Reproduce the lines below exactly. Begin with the first, end with the line containing "positive clicks: (75, 282)", and leave out the pictures.

★ ★ ★ ★ ★ ★ ★

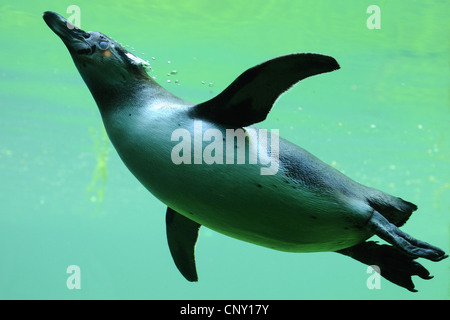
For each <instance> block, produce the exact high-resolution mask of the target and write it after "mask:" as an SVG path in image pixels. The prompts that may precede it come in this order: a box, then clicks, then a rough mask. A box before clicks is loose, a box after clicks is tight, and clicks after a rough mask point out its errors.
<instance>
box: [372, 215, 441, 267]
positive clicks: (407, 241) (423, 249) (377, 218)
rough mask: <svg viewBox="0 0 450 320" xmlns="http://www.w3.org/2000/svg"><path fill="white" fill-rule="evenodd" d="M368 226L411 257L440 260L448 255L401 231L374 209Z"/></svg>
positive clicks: (429, 259) (399, 229)
mask: <svg viewBox="0 0 450 320" xmlns="http://www.w3.org/2000/svg"><path fill="white" fill-rule="evenodd" d="M368 227H369V228H370V229H371V230H372V231H373V232H374V233H375V234H376V235H377V236H379V237H380V238H381V239H383V240H385V241H387V242H389V243H390V244H392V245H393V246H395V247H396V248H398V249H399V250H401V251H402V252H403V253H404V254H406V255H409V256H411V257H413V258H425V259H428V260H431V261H441V260H442V259H445V258H447V257H448V255H446V254H445V252H444V251H443V250H441V249H440V248H438V247H435V246H432V245H431V244H429V243H426V242H424V241H421V240H417V239H415V238H413V237H411V236H410V235H409V234H407V233H405V232H403V231H402V230H400V229H399V228H397V227H396V226H395V225H393V224H392V223H390V222H389V221H388V220H387V219H386V218H385V217H383V216H382V215H381V214H380V213H379V212H377V211H374V213H373V215H372V217H371V219H370V220H369V222H368Z"/></svg>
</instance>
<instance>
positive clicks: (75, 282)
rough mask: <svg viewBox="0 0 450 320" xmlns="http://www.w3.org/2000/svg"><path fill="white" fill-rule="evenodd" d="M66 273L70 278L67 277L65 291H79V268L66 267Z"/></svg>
mask: <svg viewBox="0 0 450 320" xmlns="http://www.w3.org/2000/svg"><path fill="white" fill-rule="evenodd" d="M66 273H69V274H70V276H69V277H67V280H66V286H67V289H69V290H73V289H81V269H80V267H79V266H77V265H75V264H73V265H70V266H68V267H67V270H66Z"/></svg>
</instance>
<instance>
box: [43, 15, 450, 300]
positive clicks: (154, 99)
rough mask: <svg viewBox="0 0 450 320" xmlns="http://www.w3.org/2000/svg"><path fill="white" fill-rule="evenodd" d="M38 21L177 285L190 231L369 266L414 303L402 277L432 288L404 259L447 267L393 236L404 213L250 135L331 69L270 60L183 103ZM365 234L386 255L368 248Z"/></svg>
mask: <svg viewBox="0 0 450 320" xmlns="http://www.w3.org/2000/svg"><path fill="white" fill-rule="evenodd" d="M43 18H44V20H45V22H46V23H47V25H48V26H49V27H50V29H51V30H52V31H53V32H54V33H56V35H58V36H59V37H60V38H61V40H62V41H63V43H64V44H65V45H66V47H67V49H68V51H69V53H70V55H71V56H72V59H73V61H74V63H75V66H76V68H77V69H78V71H79V72H80V74H81V76H82V78H83V79H84V81H85V83H86V85H87V86H88V88H89V90H90V92H91V94H92V96H93V98H94V99H95V101H96V103H97V105H98V108H99V110H100V114H101V116H102V119H103V123H104V126H105V128H106V131H107V133H108V137H109V139H110V140H111V142H112V144H113V145H114V147H115V149H116V150H117V152H118V154H119V156H120V158H121V159H122V160H123V162H124V164H125V165H126V166H127V168H128V169H129V170H130V171H131V172H132V174H133V175H134V176H135V177H136V178H137V179H138V180H139V181H140V182H141V183H142V185H143V186H144V187H145V188H146V189H148V190H149V191H150V192H151V193H152V194H153V195H154V196H156V197H157V198H158V199H159V200H161V201H162V202H163V203H164V204H166V205H167V211H166V232H167V241H168V245H169V249H170V252H171V255H172V257H173V260H174V262H175V265H176V267H177V268H178V270H179V271H180V272H181V274H182V275H183V276H184V277H185V278H186V279H187V280H188V281H197V280H198V276H197V271H196V262H195V256H194V251H195V244H196V242H197V238H198V232H199V229H200V227H201V226H205V227H207V228H210V229H212V230H215V231H217V232H220V233H222V234H225V235H227V236H230V237H233V238H236V239H240V240H243V241H246V242H250V243H253V244H256V245H259V246H263V247H267V248H271V249H275V250H280V251H286V252H324V251H326V252H337V253H340V254H343V255H346V256H349V257H351V258H353V259H355V260H358V261H360V262H362V263H364V264H367V265H377V266H378V268H379V270H380V273H381V276H383V277H384V278H386V279H387V280H389V281H391V282H392V283H394V284H396V285H398V286H400V287H403V288H405V289H408V290H410V291H413V292H415V291H417V290H416V289H415V286H414V283H413V281H412V276H413V275H418V276H419V277H421V278H422V279H431V278H432V276H430V273H429V271H428V270H427V269H425V268H424V267H423V266H422V265H421V264H420V263H418V262H417V261H415V259H417V258H425V259H428V260H431V261H441V260H442V259H444V258H446V257H447V256H448V255H446V254H445V252H444V251H443V250H441V249H440V248H438V247H435V246H433V245H430V244H428V243H426V242H423V241H421V240H417V239H415V238H413V237H411V236H410V235H408V234H406V233H404V232H403V231H401V230H400V229H399V227H401V226H402V225H403V224H404V223H405V222H406V221H407V220H408V218H409V217H410V215H411V214H412V213H413V212H414V211H415V210H417V206H416V205H415V204H413V203H411V202H408V201H405V200H403V199H401V198H398V197H395V196H391V195H389V194H387V193H384V192H382V191H380V190H376V189H373V188H370V187H367V186H364V185H361V184H359V183H357V182H355V181H354V180H352V179H350V178H348V177H347V176H345V175H344V174H342V173H341V172H339V171H338V170H336V169H335V168H333V167H331V166H329V165H327V164H326V163H324V162H322V161H321V160H319V159H318V158H316V157H315V156H314V155H312V154H311V153H309V152H308V151H306V150H304V149H302V148H300V147H299V146H297V145H295V144H293V143H290V142H289V141H286V140H284V139H282V138H281V137H279V135H278V134H277V133H278V132H277V131H274V130H271V131H270V133H269V132H268V131H267V130H266V131H264V130H262V129H259V128H258V127H257V126H255V124H256V123H259V122H261V121H263V120H264V119H266V117H267V115H268V113H269V112H270V110H271V108H272V106H273V105H274V103H275V101H276V100H277V98H278V97H279V96H280V95H281V94H282V93H283V92H285V91H287V90H288V89H289V88H290V87H292V86H293V85H294V84H296V83H297V82H299V81H301V80H303V79H305V78H308V77H311V76H314V75H319V74H322V73H327V72H332V71H335V70H337V69H339V68H340V67H339V64H338V63H337V62H336V60H335V59H334V58H332V57H330V56H326V55H321V54H315V53H296V54H289V55H285V56H281V57H277V58H274V59H272V60H269V61H266V62H264V63H262V64H260V65H257V66H255V67H252V68H250V69H248V70H247V71H245V72H244V73H242V74H241V75H240V76H239V77H238V78H237V79H236V80H235V81H233V82H232V83H231V84H230V85H229V86H228V87H227V88H226V89H225V90H224V91H223V92H221V93H220V94H218V95H217V96H216V97H214V98H212V99H210V100H208V101H206V102H203V103H192V102H189V101H186V100H184V99H181V98H179V97H177V96H175V95H173V94H172V93H170V92H169V91H167V90H165V89H164V88H163V87H161V86H160V85H158V84H157V83H156V82H155V81H154V80H153V79H152V77H150V76H149V75H148V73H147V69H148V67H149V65H148V62H146V61H144V60H142V59H140V58H138V57H136V56H135V55H134V54H132V53H130V52H128V51H127V50H125V49H124V48H123V47H122V46H121V45H119V44H118V43H117V42H115V41H114V40H112V39H111V38H109V37H107V36H106V35H104V34H102V33H100V32H96V31H89V32H85V31H83V30H81V29H79V28H77V27H75V26H74V25H72V24H70V23H69V22H68V21H67V20H66V19H64V18H63V17H62V16H61V15H59V14H57V13H54V12H50V11H47V12H44V13H43ZM204 144H206V146H205V145H204ZM264 170H265V171H264ZM374 235H377V236H378V237H380V238H381V239H383V240H385V241H386V242H387V243H388V244H378V243H377V242H375V241H369V239H370V238H371V237H372V236H374Z"/></svg>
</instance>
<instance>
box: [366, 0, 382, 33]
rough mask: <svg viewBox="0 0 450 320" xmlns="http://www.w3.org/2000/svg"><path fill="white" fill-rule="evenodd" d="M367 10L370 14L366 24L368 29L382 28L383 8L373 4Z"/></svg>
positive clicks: (368, 6) (374, 4) (380, 28)
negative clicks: (382, 15)
mask: <svg viewBox="0 0 450 320" xmlns="http://www.w3.org/2000/svg"><path fill="white" fill-rule="evenodd" d="M366 12H367V13H368V14H370V16H369V17H368V18H367V21H366V26H367V29H370V30H374V29H381V9H380V7H379V6H377V5H375V4H372V5H370V6H368V7H367V10H366Z"/></svg>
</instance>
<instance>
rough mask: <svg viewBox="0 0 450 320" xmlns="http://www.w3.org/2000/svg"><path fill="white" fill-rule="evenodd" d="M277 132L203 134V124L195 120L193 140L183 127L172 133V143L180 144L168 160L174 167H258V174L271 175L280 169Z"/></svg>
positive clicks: (253, 128) (236, 129) (225, 130)
mask: <svg viewBox="0 0 450 320" xmlns="http://www.w3.org/2000/svg"><path fill="white" fill-rule="evenodd" d="M278 132H279V130H278V129H271V130H270V134H269V133H268V131H267V130H265V129H256V128H245V129H244V128H237V129H225V136H224V134H223V131H221V130H219V129H217V128H208V129H206V130H205V131H203V122H202V121H201V120H195V121H194V130H193V135H194V136H193V137H192V135H191V132H190V131H189V130H187V129H184V128H178V129H176V130H174V131H173V132H172V136H171V141H179V143H177V144H176V145H175V146H174V147H173V148H172V152H171V159H172V162H173V163H174V164H176V165H180V164H194V165H196V164H207V165H211V164H227V165H228V164H237V165H239V164H251V165H259V166H260V174H261V175H274V174H276V173H277V172H278V167H279V136H278ZM269 140H270V143H269ZM204 142H207V144H206V145H205V146H204ZM192 149H193V150H192ZM224 149H225V150H224ZM192 151H193V153H192Z"/></svg>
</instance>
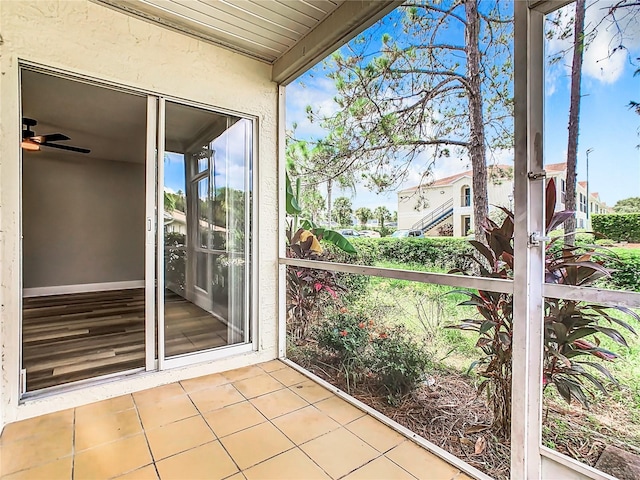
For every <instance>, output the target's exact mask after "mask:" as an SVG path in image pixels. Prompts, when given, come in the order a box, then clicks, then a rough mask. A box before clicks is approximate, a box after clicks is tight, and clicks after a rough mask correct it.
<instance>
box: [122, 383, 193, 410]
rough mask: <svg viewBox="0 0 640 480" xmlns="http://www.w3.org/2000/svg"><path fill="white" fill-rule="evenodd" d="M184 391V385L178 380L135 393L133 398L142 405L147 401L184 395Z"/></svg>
mask: <svg viewBox="0 0 640 480" xmlns="http://www.w3.org/2000/svg"><path fill="white" fill-rule="evenodd" d="M184 393H185V391H184V389H183V388H182V386H181V385H180V384H179V383H177V382H176V383H169V384H167V385H162V386H160V387H155V388H150V389H148V390H142V391H141V392H136V393H134V394H133V399H134V400H135V401H136V405H138V406H140V405H142V404H145V403H157V402H162V401H164V400H167V399H169V398H171V397H176V396H178V395H184Z"/></svg>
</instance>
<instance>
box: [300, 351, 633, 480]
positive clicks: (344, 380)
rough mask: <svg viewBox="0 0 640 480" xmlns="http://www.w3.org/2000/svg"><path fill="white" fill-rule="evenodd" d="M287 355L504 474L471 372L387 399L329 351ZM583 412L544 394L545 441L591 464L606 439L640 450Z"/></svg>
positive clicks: (421, 433)
mask: <svg viewBox="0 0 640 480" xmlns="http://www.w3.org/2000/svg"><path fill="white" fill-rule="evenodd" d="M292 353H293V352H292ZM316 353H317V352H316ZM290 358H291V360H293V361H296V362H297V363H299V364H300V365H301V366H303V367H304V368H306V369H308V370H309V371H311V372H313V373H314V374H316V375H318V376H319V377H321V378H323V379H324V380H326V381H328V382H329V383H331V384H332V385H335V386H336V387H338V388H340V389H341V390H343V391H345V392H348V393H349V394H350V395H352V396H353V397H355V398H357V399H358V400H360V401H361V402H363V403H366V404H367V405H369V406H370V407H372V408H374V409H376V410H378V411H379V412H381V413H383V414H384V415H386V416H387V417H389V418H391V419H393V420H394V421H396V422H398V423H399V424H401V425H403V426H405V427H407V428H408V429H410V430H411V431H413V432H415V433H417V434H418V435H420V436H422V437H423V438H425V439H427V440H428V441H430V442H431V443H433V444H435V445H437V446H439V447H440V448H442V449H444V450H446V451H448V452H449V453H451V454H453V455H455V456H456V457H458V458H460V459H462V460H464V461H465V462H467V463H468V464H470V465H472V466H474V467H475V468H477V469H479V470H481V471H482V472H484V473H486V474H487V475H489V476H491V477H493V478H495V479H498V480H502V479H505V480H506V479H508V478H509V469H510V453H511V452H510V446H509V444H508V443H505V442H500V441H499V440H498V439H497V438H496V437H495V436H493V435H492V432H491V430H490V428H489V426H490V425H491V420H492V414H491V411H490V410H489V408H487V406H486V404H485V402H484V397H478V395H477V389H476V387H475V385H474V384H473V379H472V378H470V377H468V376H465V375H461V374H460V373H457V372H455V371H434V372H432V373H431V375H430V378H429V381H428V382H426V383H425V384H423V385H422V386H421V387H420V388H418V389H417V390H416V391H415V392H413V393H411V394H409V395H406V396H405V397H403V398H401V399H397V400H394V401H393V402H392V403H393V404H392V403H390V399H389V397H388V395H387V392H386V390H385V389H384V388H380V386H378V385H375V384H372V382H369V381H367V379H366V378H365V379H360V380H359V381H358V382H357V383H355V384H354V383H353V382H348V381H347V378H345V376H344V372H342V371H341V370H340V369H339V368H337V365H335V364H334V362H333V361H332V359H331V358H330V357H325V356H322V357H318V356H314V355H312V356H307V355H305V356H304V358H299V359H298V358H296V356H295V354H293V355H290ZM586 413H587V412H586V411H584V410H582V408H581V407H575V406H572V407H568V406H566V405H564V404H561V403H556V402H554V401H549V400H546V401H545V412H544V415H543V425H545V426H548V427H549V428H545V429H544V430H543V441H544V443H545V444H547V445H551V446H552V448H553V449H555V450H556V451H558V452H560V453H563V454H565V455H568V456H570V457H572V458H575V459H577V460H579V461H581V462H583V463H585V464H587V465H590V466H594V465H595V463H596V462H597V460H598V458H599V457H600V454H601V453H602V451H603V450H604V448H605V446H606V445H615V446H618V447H620V448H623V449H625V450H627V451H630V452H632V453H636V454H637V453H640V448H637V447H636V446H634V445H628V444H627V443H625V442H624V439H618V438H616V436H615V435H614V433H615V432H613V431H611V432H609V431H607V427H603V425H601V424H598V425H595V426H594V424H593V423H592V422H590V420H589V418H588V416H587V415H586ZM559 423H560V424H563V425H565V426H566V428H565V429H564V430H563V431H561V429H558V428H557V425H558V424H559Z"/></svg>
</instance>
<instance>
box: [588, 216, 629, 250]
mask: <svg viewBox="0 0 640 480" xmlns="http://www.w3.org/2000/svg"><path fill="white" fill-rule="evenodd" d="M591 225H592V226H593V230H594V231H596V232H598V233H600V234H602V235H604V236H605V237H607V238H611V239H613V240H615V241H617V242H620V241H624V242H633V243H636V242H640V213H608V214H596V215H593V216H592V217H591Z"/></svg>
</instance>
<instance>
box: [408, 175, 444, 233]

★ ★ ★ ★ ★ ★ ★

TASK SOLUTION:
For each <instance> block, produce the exact high-resolution mask of the target and write it after "mask:" as an SVG path in image pixels. The prompts that may precede it come in this order: a box, then clicks, then a rough mask. A box before clicks is loose, a box after clicks is tight, and clicks after a rough mask point out its errors.
<instance>
box: [372, 215, 441, 267]
positive clicks: (407, 241) (423, 249) (377, 218)
rough mask: <svg viewBox="0 0 450 320" xmlns="http://www.w3.org/2000/svg"><path fill="white" fill-rule="evenodd" d="M368 226L411 257L440 260L448 255L401 231L374 209Z"/></svg>
positive clicks: (429, 259) (399, 229)
mask: <svg viewBox="0 0 450 320" xmlns="http://www.w3.org/2000/svg"><path fill="white" fill-rule="evenodd" d="M368 227H369V228H370V229H371V230H372V231H373V232H374V233H375V234H376V235H377V236H379V237H380V238H381V239H383V240H385V241H387V242H389V243H390V244H392V245H393V246H395V247H396V248H398V249H399V250H401V251H402V252H403V253H404V254H406V255H409V256H411V257H413V258H425V259H428V260H431V261H441V260H442V259H445V258H447V257H448V255H446V254H445V252H444V251H443V250H441V249H440V248H438V247H435V246H432V245H431V244H429V243H426V242H424V241H421V240H417V239H415V238H413V237H411V236H410V235H409V234H407V233H405V232H403V231H402V230H400V229H399V228H397V227H396V226H395V225H393V224H392V223H390V222H389V221H388V220H387V219H386V218H385V217H383V216H382V215H381V214H380V213H379V212H377V211H374V213H373V215H372V217H371V219H370V220H369V222H368Z"/></svg>
</instance>
<instance>
positive clicks: (75, 282)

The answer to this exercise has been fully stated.